◆ **Problem requirements**
Reproduce the records word for word, beginning with the line that contains "Place one point per instance of the brick house." and continuing through the end of the records.

Coordinate annotation records:
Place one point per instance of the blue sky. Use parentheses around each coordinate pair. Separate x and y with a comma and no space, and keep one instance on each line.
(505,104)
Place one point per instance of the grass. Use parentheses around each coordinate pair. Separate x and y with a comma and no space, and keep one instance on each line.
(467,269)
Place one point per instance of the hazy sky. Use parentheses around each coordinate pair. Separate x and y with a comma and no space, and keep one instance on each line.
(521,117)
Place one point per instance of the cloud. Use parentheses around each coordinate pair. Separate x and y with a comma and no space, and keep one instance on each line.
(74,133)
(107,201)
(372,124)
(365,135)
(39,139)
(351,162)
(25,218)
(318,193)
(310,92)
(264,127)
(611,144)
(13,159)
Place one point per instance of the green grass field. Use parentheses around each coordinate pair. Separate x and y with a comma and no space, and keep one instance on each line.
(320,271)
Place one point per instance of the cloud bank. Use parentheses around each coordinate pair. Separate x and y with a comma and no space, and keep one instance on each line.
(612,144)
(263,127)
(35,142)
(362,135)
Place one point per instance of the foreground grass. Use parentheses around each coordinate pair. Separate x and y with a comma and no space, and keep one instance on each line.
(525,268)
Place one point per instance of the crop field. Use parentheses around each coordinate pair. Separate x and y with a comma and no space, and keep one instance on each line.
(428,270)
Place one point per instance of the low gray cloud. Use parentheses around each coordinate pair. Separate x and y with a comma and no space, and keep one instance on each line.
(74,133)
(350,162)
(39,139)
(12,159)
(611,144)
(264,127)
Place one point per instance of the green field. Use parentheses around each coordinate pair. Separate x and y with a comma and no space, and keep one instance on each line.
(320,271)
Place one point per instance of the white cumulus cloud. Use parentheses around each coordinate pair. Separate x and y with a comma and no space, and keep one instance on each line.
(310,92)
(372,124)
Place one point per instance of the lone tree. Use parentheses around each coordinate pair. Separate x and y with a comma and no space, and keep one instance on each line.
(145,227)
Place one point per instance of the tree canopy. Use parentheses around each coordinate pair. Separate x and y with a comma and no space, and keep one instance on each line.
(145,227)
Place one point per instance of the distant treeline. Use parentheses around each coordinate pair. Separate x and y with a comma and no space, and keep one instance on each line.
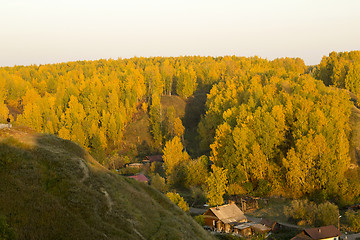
(270,125)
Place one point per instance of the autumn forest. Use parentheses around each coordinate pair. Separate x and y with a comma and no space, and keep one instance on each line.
(263,128)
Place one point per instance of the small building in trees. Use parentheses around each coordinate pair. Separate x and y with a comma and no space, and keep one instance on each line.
(320,233)
(224,217)
(273,225)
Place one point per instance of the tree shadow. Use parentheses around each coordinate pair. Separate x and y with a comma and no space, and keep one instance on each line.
(194,110)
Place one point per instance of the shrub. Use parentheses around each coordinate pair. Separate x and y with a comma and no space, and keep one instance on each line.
(6,233)
(308,213)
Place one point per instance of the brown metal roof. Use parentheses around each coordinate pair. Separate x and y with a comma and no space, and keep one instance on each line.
(228,213)
(318,233)
(140,178)
(323,232)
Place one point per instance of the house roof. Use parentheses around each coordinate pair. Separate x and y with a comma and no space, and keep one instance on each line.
(267,222)
(140,178)
(318,233)
(228,213)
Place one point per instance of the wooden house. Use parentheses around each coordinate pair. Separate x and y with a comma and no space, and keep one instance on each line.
(224,218)
(321,233)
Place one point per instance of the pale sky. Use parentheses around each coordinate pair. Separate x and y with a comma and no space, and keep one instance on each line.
(46,31)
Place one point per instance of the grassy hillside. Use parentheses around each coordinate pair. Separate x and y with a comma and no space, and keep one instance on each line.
(51,188)
(137,141)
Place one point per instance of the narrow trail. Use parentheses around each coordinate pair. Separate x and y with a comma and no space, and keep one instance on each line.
(109,202)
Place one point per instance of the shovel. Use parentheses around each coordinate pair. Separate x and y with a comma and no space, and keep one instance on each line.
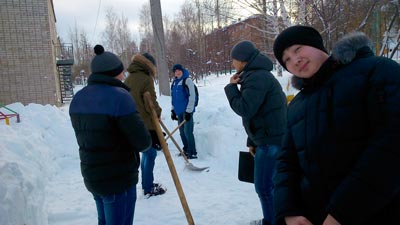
(189,165)
(167,154)
(179,126)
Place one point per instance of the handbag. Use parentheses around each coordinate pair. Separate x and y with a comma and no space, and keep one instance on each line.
(246,167)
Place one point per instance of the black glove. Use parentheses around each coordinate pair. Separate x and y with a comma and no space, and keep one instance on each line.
(155,141)
(188,116)
(173,115)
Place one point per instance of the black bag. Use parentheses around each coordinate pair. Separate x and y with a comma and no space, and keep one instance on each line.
(246,167)
(155,141)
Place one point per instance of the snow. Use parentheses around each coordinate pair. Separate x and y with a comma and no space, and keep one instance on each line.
(41,183)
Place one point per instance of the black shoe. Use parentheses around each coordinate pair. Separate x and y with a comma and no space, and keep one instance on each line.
(180,154)
(192,157)
(155,191)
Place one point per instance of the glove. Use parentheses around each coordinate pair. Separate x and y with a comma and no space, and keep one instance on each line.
(155,141)
(188,116)
(173,115)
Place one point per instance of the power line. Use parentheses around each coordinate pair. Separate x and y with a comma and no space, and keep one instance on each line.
(97,17)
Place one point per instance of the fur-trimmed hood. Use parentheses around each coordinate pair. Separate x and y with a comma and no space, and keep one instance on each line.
(139,62)
(343,52)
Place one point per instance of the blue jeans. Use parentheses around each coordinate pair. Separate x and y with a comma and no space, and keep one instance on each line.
(187,137)
(264,169)
(147,166)
(116,209)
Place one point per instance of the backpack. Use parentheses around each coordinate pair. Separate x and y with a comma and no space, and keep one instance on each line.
(196,99)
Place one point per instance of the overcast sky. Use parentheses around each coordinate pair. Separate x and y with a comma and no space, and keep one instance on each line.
(84,13)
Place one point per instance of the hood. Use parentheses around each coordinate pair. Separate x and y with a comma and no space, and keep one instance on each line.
(350,47)
(141,63)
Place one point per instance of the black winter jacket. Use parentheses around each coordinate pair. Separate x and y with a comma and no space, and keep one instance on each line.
(110,135)
(340,153)
(260,102)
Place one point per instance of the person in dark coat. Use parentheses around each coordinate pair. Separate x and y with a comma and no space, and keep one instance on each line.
(142,73)
(261,103)
(110,134)
(340,158)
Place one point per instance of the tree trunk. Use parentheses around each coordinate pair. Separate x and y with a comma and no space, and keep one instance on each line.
(159,42)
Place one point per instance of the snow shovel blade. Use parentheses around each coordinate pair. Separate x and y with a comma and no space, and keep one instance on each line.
(190,166)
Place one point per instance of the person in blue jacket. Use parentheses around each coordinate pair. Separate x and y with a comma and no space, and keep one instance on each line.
(340,158)
(110,134)
(183,108)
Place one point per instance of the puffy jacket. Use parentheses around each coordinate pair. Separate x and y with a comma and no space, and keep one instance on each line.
(260,102)
(182,101)
(340,154)
(140,80)
(110,135)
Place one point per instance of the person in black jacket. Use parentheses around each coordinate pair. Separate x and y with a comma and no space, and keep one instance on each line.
(110,135)
(340,159)
(262,105)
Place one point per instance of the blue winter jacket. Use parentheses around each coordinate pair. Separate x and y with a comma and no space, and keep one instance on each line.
(182,100)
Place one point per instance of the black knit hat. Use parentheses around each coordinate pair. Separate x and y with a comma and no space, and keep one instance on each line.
(177,67)
(297,35)
(150,58)
(105,63)
(243,51)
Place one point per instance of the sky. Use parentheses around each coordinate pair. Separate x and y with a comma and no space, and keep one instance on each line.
(41,181)
(84,14)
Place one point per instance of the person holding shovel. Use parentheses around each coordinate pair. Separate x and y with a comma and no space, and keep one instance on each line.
(183,107)
(142,72)
(261,103)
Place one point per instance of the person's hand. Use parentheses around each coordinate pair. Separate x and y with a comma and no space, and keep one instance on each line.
(235,79)
(297,220)
(252,151)
(329,220)
(173,115)
(188,116)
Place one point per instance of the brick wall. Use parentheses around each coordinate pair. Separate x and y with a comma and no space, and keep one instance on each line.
(27,63)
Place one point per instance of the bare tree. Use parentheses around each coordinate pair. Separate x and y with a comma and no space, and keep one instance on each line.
(110,32)
(82,51)
(159,42)
(145,29)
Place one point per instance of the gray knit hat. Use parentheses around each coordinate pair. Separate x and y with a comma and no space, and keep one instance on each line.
(297,35)
(106,63)
(243,51)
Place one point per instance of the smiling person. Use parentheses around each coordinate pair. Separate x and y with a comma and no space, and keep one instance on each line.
(340,158)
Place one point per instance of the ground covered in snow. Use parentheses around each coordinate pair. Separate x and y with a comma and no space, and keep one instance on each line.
(40,180)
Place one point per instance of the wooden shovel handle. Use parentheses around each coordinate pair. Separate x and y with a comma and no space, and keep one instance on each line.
(167,154)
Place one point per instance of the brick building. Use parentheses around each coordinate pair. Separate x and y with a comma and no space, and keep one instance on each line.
(220,42)
(29,70)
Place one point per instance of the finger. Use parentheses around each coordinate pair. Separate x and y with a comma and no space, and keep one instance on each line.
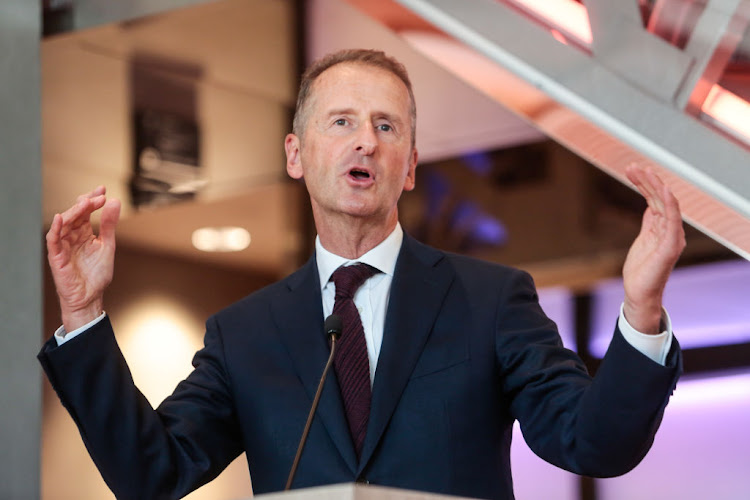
(110,216)
(80,213)
(97,191)
(53,236)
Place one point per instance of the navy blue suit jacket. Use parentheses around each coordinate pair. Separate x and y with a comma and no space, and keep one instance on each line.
(466,351)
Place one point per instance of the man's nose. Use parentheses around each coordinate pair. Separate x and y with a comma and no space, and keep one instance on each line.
(366,140)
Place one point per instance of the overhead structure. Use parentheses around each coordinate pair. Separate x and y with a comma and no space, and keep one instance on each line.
(663,83)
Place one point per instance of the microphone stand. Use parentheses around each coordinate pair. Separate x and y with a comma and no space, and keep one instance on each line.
(333,328)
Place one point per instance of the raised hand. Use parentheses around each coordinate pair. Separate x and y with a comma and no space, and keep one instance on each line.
(82,263)
(653,253)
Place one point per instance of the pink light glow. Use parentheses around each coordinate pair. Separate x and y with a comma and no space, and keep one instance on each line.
(729,110)
(567,16)
(728,389)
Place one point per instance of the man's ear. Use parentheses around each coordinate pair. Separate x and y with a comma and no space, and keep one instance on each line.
(293,159)
(411,174)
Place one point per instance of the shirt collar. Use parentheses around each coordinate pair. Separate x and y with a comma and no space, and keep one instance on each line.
(382,257)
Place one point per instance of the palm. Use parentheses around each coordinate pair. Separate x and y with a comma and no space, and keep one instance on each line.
(81,262)
(653,253)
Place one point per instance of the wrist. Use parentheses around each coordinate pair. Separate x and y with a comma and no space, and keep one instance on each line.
(644,319)
(76,318)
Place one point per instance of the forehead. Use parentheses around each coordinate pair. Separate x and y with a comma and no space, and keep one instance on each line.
(359,86)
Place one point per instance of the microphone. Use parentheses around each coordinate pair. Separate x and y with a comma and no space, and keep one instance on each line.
(333,327)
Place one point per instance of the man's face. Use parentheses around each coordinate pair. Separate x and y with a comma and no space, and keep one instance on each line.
(355,152)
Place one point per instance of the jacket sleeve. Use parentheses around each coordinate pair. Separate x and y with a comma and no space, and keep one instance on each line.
(144,453)
(599,427)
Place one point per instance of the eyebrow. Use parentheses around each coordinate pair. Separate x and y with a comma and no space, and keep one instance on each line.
(379,114)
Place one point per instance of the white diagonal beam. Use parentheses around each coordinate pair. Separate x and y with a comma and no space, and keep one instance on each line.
(605,118)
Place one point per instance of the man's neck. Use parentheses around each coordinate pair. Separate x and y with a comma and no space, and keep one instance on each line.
(353,237)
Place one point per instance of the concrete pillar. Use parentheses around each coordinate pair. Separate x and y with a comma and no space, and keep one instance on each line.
(20,249)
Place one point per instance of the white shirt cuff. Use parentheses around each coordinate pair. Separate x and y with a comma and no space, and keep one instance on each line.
(656,347)
(61,336)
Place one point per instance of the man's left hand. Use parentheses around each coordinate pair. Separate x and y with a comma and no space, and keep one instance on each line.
(653,253)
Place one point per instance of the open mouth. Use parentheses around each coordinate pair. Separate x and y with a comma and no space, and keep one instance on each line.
(359,174)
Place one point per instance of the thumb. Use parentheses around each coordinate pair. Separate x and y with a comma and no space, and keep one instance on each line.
(109,218)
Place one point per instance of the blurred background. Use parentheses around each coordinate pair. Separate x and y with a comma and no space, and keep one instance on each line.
(528,113)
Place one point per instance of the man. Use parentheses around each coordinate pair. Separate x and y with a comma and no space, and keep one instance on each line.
(457,348)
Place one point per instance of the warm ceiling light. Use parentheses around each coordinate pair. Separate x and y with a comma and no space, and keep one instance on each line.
(566,16)
(221,239)
(729,111)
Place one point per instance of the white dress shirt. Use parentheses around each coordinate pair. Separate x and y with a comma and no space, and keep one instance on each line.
(372,297)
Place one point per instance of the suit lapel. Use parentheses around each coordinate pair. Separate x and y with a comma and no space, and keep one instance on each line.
(418,288)
(298,314)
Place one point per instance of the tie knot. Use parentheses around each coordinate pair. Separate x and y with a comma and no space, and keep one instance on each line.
(349,278)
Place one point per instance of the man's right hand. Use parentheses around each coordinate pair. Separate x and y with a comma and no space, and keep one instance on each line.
(82,263)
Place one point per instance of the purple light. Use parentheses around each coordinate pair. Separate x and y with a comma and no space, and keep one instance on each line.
(709,305)
(702,449)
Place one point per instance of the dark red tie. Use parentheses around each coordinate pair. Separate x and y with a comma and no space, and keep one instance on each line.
(351,361)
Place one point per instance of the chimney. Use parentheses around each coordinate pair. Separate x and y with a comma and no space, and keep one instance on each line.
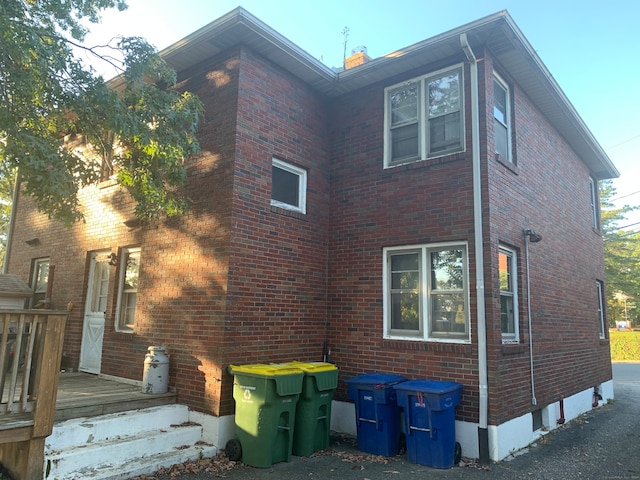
(358,57)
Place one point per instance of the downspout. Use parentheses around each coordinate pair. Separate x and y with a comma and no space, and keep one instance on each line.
(483,389)
(12,221)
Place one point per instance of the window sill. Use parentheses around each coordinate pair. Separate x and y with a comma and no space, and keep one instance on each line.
(428,346)
(513,348)
(288,213)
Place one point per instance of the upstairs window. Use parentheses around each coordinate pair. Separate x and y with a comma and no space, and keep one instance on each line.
(502,119)
(426,293)
(593,189)
(128,289)
(424,118)
(39,283)
(507,270)
(288,186)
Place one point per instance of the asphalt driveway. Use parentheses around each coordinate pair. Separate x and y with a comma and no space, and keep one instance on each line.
(602,445)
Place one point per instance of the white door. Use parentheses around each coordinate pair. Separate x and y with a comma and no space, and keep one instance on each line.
(94,313)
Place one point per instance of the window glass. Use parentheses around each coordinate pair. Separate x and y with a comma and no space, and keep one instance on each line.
(288,186)
(128,288)
(426,293)
(508,295)
(424,117)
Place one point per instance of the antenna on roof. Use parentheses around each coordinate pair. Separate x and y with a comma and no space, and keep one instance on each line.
(345,34)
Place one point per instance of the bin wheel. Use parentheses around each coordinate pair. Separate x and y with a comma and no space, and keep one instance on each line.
(233,449)
(457,453)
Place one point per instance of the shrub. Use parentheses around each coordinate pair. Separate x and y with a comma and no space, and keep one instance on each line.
(625,345)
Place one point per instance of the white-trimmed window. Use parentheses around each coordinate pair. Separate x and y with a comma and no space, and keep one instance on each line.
(600,294)
(127,289)
(593,191)
(39,282)
(507,270)
(424,117)
(288,186)
(426,294)
(502,118)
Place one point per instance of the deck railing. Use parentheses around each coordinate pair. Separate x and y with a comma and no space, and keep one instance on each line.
(30,353)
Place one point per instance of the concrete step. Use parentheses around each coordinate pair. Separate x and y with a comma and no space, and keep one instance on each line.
(79,432)
(121,446)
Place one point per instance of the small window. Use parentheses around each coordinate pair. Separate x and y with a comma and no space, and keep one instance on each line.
(40,282)
(502,118)
(288,186)
(507,270)
(128,289)
(600,310)
(426,292)
(593,189)
(424,117)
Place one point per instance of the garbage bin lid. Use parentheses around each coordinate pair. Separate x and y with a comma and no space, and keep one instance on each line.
(264,370)
(376,379)
(312,367)
(429,386)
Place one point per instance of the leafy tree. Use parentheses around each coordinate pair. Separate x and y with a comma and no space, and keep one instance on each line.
(622,258)
(137,125)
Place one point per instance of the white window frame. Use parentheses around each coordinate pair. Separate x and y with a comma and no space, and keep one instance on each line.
(302,186)
(508,155)
(422,119)
(593,192)
(601,319)
(426,294)
(512,265)
(123,324)
(39,287)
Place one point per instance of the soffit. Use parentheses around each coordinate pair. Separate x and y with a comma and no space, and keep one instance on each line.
(496,32)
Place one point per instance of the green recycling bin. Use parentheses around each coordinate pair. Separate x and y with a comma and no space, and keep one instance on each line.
(313,413)
(266,398)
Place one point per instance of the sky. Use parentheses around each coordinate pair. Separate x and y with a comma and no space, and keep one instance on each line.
(589,46)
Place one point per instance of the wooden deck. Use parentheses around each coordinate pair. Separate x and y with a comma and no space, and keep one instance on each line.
(86,395)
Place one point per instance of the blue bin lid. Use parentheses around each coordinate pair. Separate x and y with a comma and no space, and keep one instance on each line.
(429,386)
(376,379)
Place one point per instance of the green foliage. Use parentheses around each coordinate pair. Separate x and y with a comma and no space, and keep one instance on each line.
(139,123)
(625,346)
(622,259)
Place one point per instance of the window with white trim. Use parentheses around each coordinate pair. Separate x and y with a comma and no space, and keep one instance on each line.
(593,190)
(288,186)
(507,270)
(502,118)
(600,295)
(426,294)
(424,117)
(127,288)
(39,282)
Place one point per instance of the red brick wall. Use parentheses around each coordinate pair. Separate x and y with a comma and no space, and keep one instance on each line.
(547,191)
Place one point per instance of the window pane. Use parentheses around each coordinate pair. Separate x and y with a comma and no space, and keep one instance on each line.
(405,311)
(444,94)
(506,314)
(444,132)
(448,313)
(285,186)
(447,270)
(404,142)
(499,103)
(404,105)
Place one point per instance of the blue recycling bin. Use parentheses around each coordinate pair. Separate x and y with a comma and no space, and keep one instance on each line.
(429,420)
(378,416)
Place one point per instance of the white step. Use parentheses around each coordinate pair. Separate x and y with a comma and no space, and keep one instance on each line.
(79,432)
(121,446)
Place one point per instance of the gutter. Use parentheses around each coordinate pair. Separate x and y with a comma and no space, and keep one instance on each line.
(483,432)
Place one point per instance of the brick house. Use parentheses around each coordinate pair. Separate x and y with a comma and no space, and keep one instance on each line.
(385,213)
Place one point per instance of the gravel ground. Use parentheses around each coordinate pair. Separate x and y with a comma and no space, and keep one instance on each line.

◆ **Solved exercise**
Place one point per instance of the brick house. Use parentheses around each coordinate pair. Separate x and y with a comma and no space, and keep one instance on each line.
(385,213)
Place one point per instance of the gravel ground. Use parentheses around each coordinate pair. Separate x and y with a comma and no space, and keep one instance on each line.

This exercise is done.